*** SUPPLIED PASSAGE ***

Private schools have no such obligation. They can decline to admit students with special needs. If they do admit them, they're not required to provide services beyond what they choose to offer. Some private schools have excellent support for learning differences; others have virtually none. Some will collaborate with families; others practice what educators call "counseling out"—suggesting struggling students would be better served elsewhere.

For families whose children have significant special needs, this difference often determines the decision. The public system, for all its flaws, provides a safety net that private schools don't.

Diversity

About 65% of private school students are white, compared to roughly 45% in public schools. Private schools serve proportionally fewer Black, Hispanic, and low-income students. Research shows students benefit from learning alongside peers from different backgrounds—navigating difference, questioning assumptions, understanding other perspectives. Many private schools are actively working to diversify, but economics create structural barriers that good intentions can't easily overcome. Of course, public school diversity varies enormously by neighborhood too. The question is the specific schools you're considering, not the categories.

What Drives the Choice

A 2024 survey found parents choosing private schools most often cited safety (50%) and academic quality (40%). Parents choosing public schools cited location and convenience (57%). This makes sense. Private school requires effort and expense; people choose it for specific reasons. Public school is the default; families often choose it because it's there, it's free, and it's good enough.

***

* [WORK TO BE COMPLETED]
List every percentage in the passage on private versus public schools, along with what each one measures. The rows that come next are separate material with no connection to the passage on private versus public schools.

*** EXCERPTED RECORDS ***

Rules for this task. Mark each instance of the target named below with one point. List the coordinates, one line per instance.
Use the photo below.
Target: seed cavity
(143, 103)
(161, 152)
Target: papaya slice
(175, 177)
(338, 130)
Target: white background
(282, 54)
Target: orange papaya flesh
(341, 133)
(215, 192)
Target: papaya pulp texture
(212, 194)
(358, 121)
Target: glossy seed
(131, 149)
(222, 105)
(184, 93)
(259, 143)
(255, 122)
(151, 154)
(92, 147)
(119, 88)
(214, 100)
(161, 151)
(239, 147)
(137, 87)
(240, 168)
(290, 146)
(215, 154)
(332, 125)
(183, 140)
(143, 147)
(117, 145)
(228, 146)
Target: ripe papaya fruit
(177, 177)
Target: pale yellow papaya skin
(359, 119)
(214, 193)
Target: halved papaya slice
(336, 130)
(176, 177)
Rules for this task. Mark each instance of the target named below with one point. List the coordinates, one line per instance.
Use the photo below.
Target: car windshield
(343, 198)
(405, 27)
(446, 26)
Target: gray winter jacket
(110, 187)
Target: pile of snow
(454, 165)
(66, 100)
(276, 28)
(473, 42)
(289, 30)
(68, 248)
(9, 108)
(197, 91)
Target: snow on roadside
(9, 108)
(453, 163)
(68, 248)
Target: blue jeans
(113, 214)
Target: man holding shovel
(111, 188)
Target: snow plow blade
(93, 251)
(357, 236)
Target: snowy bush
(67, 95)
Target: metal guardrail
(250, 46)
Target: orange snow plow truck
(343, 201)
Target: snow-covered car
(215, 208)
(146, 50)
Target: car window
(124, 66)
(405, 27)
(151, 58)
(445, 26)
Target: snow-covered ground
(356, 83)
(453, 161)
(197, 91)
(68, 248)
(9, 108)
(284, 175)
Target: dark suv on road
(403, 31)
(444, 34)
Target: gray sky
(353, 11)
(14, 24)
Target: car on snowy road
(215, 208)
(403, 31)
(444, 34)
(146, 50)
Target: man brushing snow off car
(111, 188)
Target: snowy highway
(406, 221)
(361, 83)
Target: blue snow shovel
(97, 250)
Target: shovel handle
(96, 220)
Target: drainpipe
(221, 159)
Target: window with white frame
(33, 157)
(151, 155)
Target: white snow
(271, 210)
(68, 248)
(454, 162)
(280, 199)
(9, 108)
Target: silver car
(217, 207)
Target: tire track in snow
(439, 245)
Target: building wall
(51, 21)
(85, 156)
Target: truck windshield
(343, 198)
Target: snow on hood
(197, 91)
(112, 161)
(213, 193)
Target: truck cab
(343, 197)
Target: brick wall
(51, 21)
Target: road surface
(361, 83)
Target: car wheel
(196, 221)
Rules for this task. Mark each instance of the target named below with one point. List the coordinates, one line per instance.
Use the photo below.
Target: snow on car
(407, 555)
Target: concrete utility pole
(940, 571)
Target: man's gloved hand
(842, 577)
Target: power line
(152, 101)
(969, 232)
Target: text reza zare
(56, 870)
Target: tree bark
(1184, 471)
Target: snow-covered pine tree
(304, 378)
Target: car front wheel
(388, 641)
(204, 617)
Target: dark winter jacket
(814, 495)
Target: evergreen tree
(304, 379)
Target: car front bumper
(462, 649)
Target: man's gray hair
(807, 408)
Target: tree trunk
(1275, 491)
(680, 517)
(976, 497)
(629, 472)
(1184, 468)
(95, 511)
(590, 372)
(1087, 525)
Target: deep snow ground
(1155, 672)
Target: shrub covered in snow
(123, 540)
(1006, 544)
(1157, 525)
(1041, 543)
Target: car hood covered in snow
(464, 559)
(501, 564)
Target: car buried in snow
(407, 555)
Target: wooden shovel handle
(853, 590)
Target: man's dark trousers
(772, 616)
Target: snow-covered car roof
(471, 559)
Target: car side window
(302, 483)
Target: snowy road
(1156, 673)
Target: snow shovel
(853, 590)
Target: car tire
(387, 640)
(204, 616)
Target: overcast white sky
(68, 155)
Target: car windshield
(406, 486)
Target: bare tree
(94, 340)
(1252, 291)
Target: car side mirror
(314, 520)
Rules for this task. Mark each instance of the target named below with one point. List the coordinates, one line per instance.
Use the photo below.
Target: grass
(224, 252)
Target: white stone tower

***

* [ANSWER SECTION]
- 65%: the share of private school students who are white
- 45%: the approximate share of public school students who are white
- 50%: parents choosing private schools who cited safety, from a 2024 survey
- 40%: parents choosing private schools who cited academic quality
- 57%: parents choosing public schools who cited location and convenience